= Provided data =
• • •

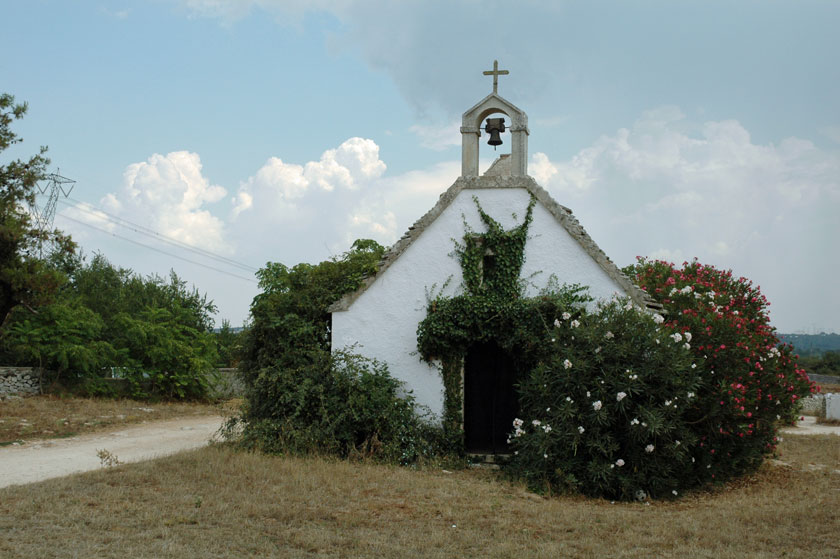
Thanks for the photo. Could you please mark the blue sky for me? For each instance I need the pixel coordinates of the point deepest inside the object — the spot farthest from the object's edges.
(280, 130)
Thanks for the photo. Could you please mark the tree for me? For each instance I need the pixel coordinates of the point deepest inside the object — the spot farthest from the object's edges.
(25, 279)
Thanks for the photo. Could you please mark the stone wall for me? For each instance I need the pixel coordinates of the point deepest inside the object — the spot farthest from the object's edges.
(19, 380)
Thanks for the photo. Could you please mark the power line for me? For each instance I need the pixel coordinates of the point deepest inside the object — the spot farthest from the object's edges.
(157, 249)
(143, 230)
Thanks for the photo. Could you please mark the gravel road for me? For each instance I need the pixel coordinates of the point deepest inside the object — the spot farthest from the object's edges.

• • •

= Problem requirements =
Please copy the entries from the line containing "Thanks for the photo. Could you please mark the tree" through the last entry, inclusive, swapping "instance" for "item" and leaving everything else unchanged.

= Answer to the problem =
Thanks for the photo. Could you please mark the tree for me? For each item I need the pixel coordinates of the point deepest inside the object — the spot farthest from the object's edges.
(25, 279)
Thanks for the photo. Could you please mark the stone wall for me? For each item I need the pixel coordinates of the point deepest inside the object — the spot farthest from the object's edges.
(19, 380)
Thanks for the photo. Could you please mark the power line for me? For each item I need the pixel coordinates of the point deepest inside the object — the spot farthest from the object's edges.
(157, 249)
(143, 230)
Thanks for the photo. Could you please mark the gravel road for me? For each item I need the pixel coordinates of the point deepest inside the object — the spot farthest from the object's edges.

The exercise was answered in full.